— BEGIN Data extract —

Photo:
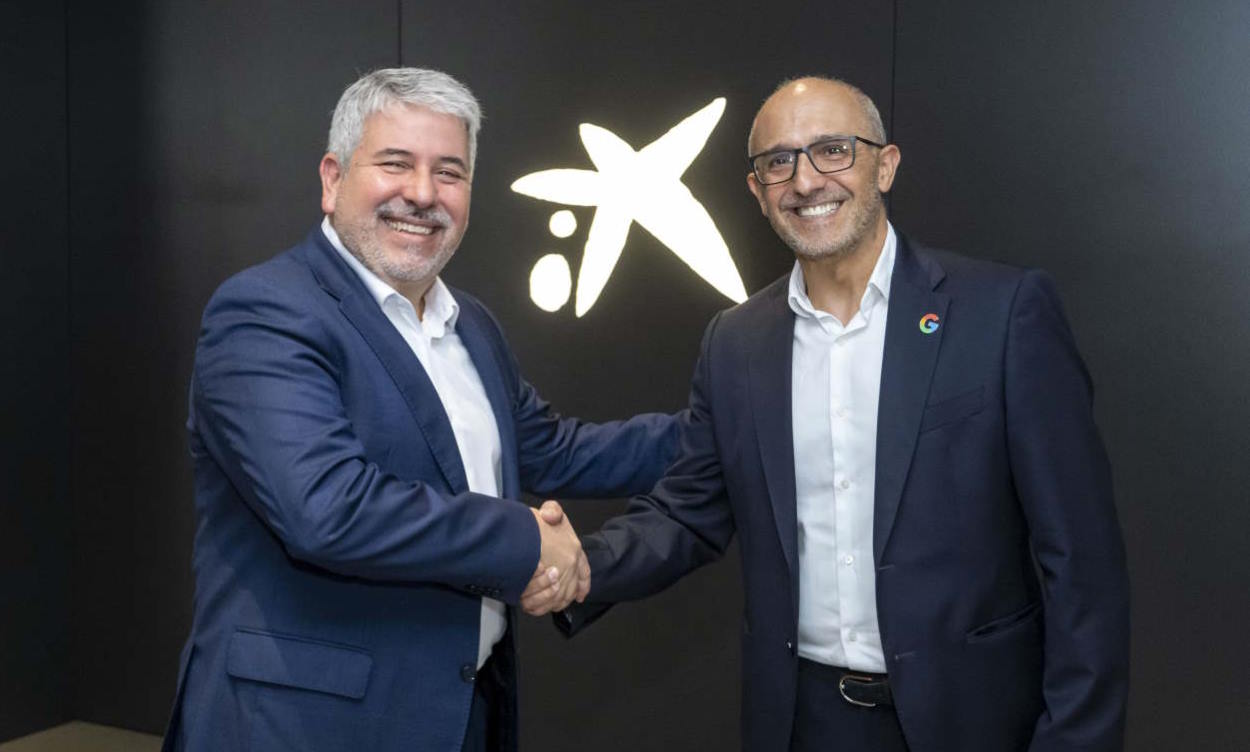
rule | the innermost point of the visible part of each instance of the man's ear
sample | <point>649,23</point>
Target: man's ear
<point>758,191</point>
<point>886,168</point>
<point>331,175</point>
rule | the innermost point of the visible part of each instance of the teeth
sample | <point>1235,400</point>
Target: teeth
<point>408,227</point>
<point>819,210</point>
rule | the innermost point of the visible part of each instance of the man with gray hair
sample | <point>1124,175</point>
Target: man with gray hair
<point>360,436</point>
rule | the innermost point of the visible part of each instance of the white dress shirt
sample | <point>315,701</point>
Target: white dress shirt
<point>436,345</point>
<point>835,386</point>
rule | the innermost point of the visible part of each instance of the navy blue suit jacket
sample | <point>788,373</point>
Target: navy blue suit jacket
<point>1000,572</point>
<point>340,559</point>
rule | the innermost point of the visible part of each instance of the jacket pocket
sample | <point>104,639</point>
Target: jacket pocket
<point>1005,625</point>
<point>299,662</point>
<point>954,409</point>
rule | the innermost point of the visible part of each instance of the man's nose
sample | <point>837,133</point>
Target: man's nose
<point>806,178</point>
<point>420,189</point>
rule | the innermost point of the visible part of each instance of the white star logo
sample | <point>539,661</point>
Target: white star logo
<point>640,186</point>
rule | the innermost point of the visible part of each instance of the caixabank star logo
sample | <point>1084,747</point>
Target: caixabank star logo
<point>630,186</point>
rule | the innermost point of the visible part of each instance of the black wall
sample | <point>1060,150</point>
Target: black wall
<point>1105,143</point>
<point>34,374</point>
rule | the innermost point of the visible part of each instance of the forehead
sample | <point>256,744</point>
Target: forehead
<point>803,113</point>
<point>413,128</point>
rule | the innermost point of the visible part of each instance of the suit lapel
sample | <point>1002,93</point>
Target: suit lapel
<point>411,380</point>
<point>473,329</point>
<point>770,372</point>
<point>906,372</point>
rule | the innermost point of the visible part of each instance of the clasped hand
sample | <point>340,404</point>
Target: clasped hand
<point>563,573</point>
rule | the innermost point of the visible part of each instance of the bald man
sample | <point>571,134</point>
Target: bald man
<point>904,440</point>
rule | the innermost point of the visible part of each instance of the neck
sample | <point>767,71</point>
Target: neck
<point>836,284</point>
<point>415,294</point>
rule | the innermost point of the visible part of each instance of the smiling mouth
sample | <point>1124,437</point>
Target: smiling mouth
<point>409,227</point>
<point>818,209</point>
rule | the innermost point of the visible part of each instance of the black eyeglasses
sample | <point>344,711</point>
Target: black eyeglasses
<point>826,155</point>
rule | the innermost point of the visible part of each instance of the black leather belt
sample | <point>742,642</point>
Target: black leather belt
<point>865,691</point>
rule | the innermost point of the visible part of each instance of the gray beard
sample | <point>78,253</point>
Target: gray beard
<point>840,247</point>
<point>363,244</point>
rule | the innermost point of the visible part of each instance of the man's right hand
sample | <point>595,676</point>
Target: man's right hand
<point>563,573</point>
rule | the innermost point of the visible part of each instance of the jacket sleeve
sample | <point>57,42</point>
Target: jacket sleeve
<point>1064,484</point>
<point>684,522</point>
<point>266,406</point>
<point>570,457</point>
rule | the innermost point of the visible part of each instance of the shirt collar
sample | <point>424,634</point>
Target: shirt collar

— END Data extract —

▸ **Aim of the task**
Could you rewrite the entries above as a JSON list of strings, one string per line with blank lines omitted, covering every entry and leaving out the pictures?

▸ **Expected answer**
[
  "Photo:",
  "rule | the innermost point of the visible part of each instance of the man's ear",
  "sample | <point>649,23</point>",
  "Target: man's ear",
  "<point>758,191</point>",
  "<point>886,168</point>",
  "<point>331,175</point>",
  "rule | the innermost point of the visible part of each instance of the teeth",
  "sample | <point>1235,400</point>",
  "Target: teeth",
  "<point>408,227</point>",
  "<point>819,210</point>",
  "rule | the innermost point of the visible part of each instance of the man with gray hair",
  "sample | <point>1124,175</point>",
  "Target: man with gray hair",
  "<point>360,436</point>",
  "rule | the innermost point of the visible part of each instance of the white dress shirt",
  "sample | <point>315,701</point>",
  "Target: white dress shirt",
  "<point>436,345</point>",
  "<point>835,386</point>",
  "rule | the innermost point of the visible part of each instance of the navy blue suit jacket",
  "sample | <point>788,373</point>",
  "Target: navy blue suit jacket",
  "<point>1000,572</point>",
  "<point>340,559</point>",
  "rule | the innermost point of the visible part of each instance of the jacket pocket",
  "sample | <point>104,639</point>",
  "Target: jacket pocket",
  "<point>1005,625</point>",
  "<point>299,662</point>",
  "<point>954,409</point>",
  "rule | the innermost point of the visible part of each instance of the man's nose",
  "sample | <point>837,133</point>",
  "Target: man's nose",
  "<point>806,178</point>",
  "<point>420,189</point>",
  "rule | the innermost point of the visible part of each instance of the white star logo",
  "sample | <point>539,661</point>",
  "Target: white star logo",
  "<point>640,186</point>",
  "rule | the innermost point of the visible part of each instance of the caixabank star logo",
  "sample | <point>1084,747</point>",
  "Target: caixabank star logo",
  "<point>630,186</point>",
  "rule | the innermost point of the visible part of each instance of the black wall",
  "sample | <point>1060,150</point>",
  "Target: black wall",
  "<point>1105,143</point>",
  "<point>34,374</point>",
  "rule | the innermost point of the visible part of each instance of the forehead",
  "sample | <point>256,744</point>",
  "Target: forehead",
  "<point>803,113</point>",
  "<point>413,128</point>",
  "rule | the innermost point of the visible part of each instance of the suit lapel",
  "sample | <point>1002,93</point>",
  "Target: suit lapel",
  "<point>411,380</point>",
  "<point>473,329</point>",
  "<point>770,372</point>",
  "<point>906,372</point>",
  "rule | the innermost point of the visible part of each instance of the clasped hand",
  "sample | <point>340,404</point>",
  "Target: clasped hand",
  "<point>563,573</point>",
  "rule | the innermost point of the visible part of each instance of the bald man",
  "sample | <point>571,134</point>",
  "Target: bald man",
  "<point>904,440</point>",
  "rule | the innermost point of the visible part of each instance of the neck",
  "sample | <point>767,71</point>",
  "Target: neck",
  "<point>836,284</point>",
  "<point>415,294</point>",
  "rule | the innermost point of the visible part of each instance of the smiling mouth",
  "sample | <point>1124,437</point>",
  "Target: smiling mouth",
  "<point>409,227</point>",
  "<point>818,209</point>",
  "rule | the innermost point of the visible part of each instance of the black eyeglasses",
  "sample | <point>344,711</point>",
  "Target: black eyeglasses",
  "<point>826,155</point>",
  "rule | the innermost point of the visible part of each instance of the black leather belt",
  "sample | <point>742,642</point>",
  "Target: black leather belt",
  "<point>865,691</point>",
  "rule | the innermost point of the visible part of each instance of the gray beard",
  "sample | <point>78,253</point>",
  "Target: gray beard",
  "<point>840,247</point>",
  "<point>363,244</point>",
  "rule | the innermost point of the visible part of each instance of the man's right hand",
  "sample | <point>595,676</point>",
  "Target: man's right hand",
  "<point>563,573</point>",
  "rule | the innermost point of the visible part of each instance of the jacket sleeve",
  "sample | <point>57,42</point>",
  "Target: jacket sleeve",
  "<point>1064,484</point>",
  "<point>684,522</point>",
  "<point>266,406</point>",
  "<point>570,457</point>",
  "rule | the innermost point of the visible part of each instance of the shirt collar",
  "sample | <point>424,634</point>",
  "Target: shirt collar"
]